Point labeling examples:
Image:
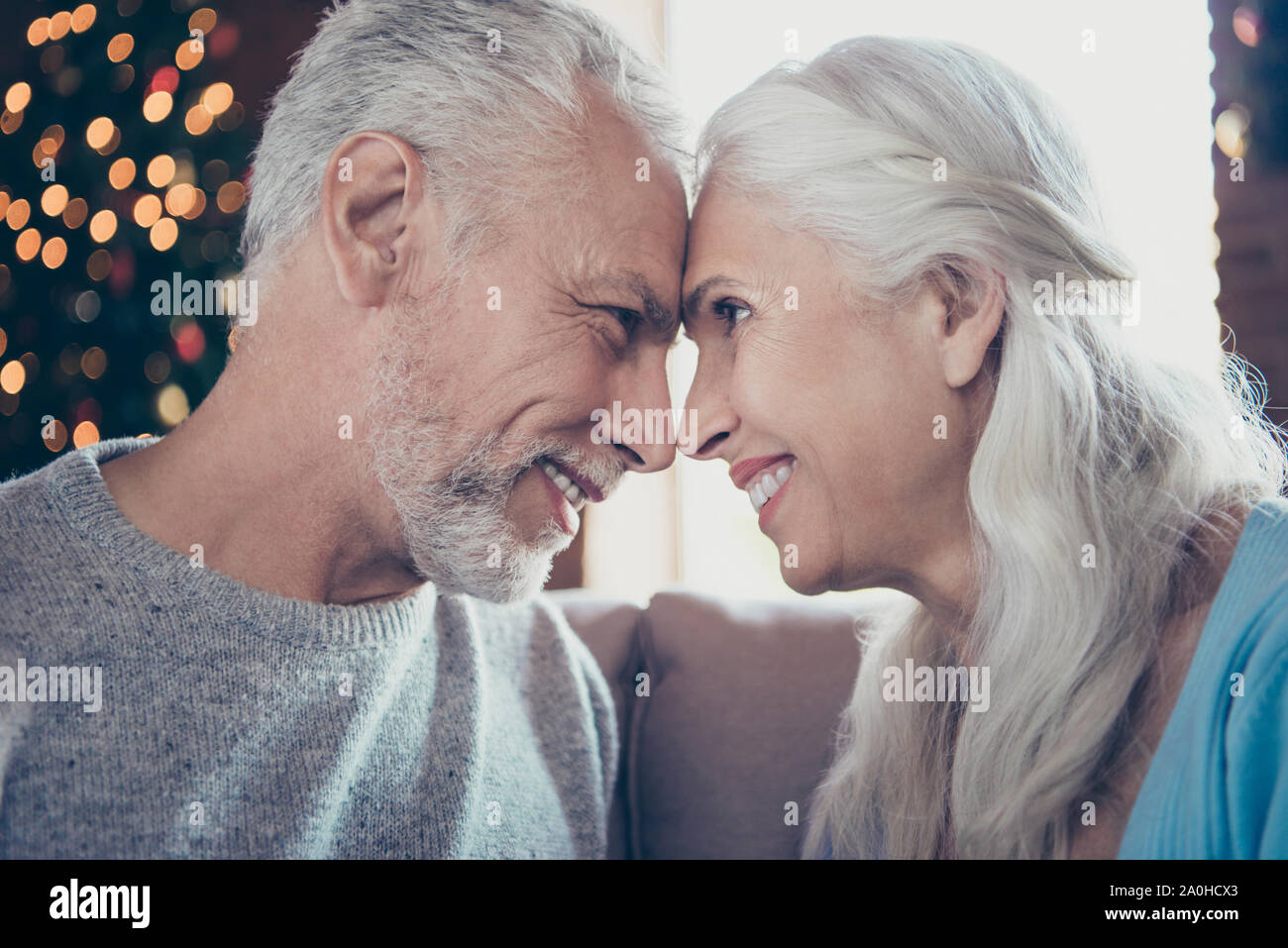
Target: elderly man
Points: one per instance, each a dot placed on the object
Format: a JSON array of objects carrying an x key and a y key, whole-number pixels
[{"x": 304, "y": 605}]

...

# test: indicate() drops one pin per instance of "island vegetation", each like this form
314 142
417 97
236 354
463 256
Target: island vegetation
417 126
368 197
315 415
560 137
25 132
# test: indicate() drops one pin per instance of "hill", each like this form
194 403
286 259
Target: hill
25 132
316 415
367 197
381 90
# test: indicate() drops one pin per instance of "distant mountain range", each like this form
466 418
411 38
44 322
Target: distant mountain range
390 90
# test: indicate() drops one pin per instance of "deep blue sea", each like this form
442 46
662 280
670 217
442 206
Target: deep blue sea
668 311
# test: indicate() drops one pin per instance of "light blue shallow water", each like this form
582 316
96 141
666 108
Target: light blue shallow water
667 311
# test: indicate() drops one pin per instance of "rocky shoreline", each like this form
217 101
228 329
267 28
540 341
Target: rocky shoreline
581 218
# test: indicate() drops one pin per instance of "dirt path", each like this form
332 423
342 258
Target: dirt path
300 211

---

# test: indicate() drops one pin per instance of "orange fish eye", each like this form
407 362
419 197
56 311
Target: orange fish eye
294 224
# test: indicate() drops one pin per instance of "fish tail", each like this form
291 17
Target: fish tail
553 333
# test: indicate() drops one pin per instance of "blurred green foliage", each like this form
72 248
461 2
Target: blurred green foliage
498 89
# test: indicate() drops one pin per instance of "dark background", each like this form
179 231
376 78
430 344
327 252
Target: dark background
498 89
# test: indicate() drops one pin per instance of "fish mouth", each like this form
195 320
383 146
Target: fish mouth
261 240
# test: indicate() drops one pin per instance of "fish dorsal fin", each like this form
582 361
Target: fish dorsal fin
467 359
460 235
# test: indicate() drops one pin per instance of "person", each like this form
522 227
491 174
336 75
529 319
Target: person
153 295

#### What is needed:
Report every line in the rows above that contains the string "island", copying each such line in full. Treat uppercase and lowercase letters as different.

#### Output for this exercise:
# test: indicate() drops one pin per instance of "island vegetation", each like this form
Target: island vegetation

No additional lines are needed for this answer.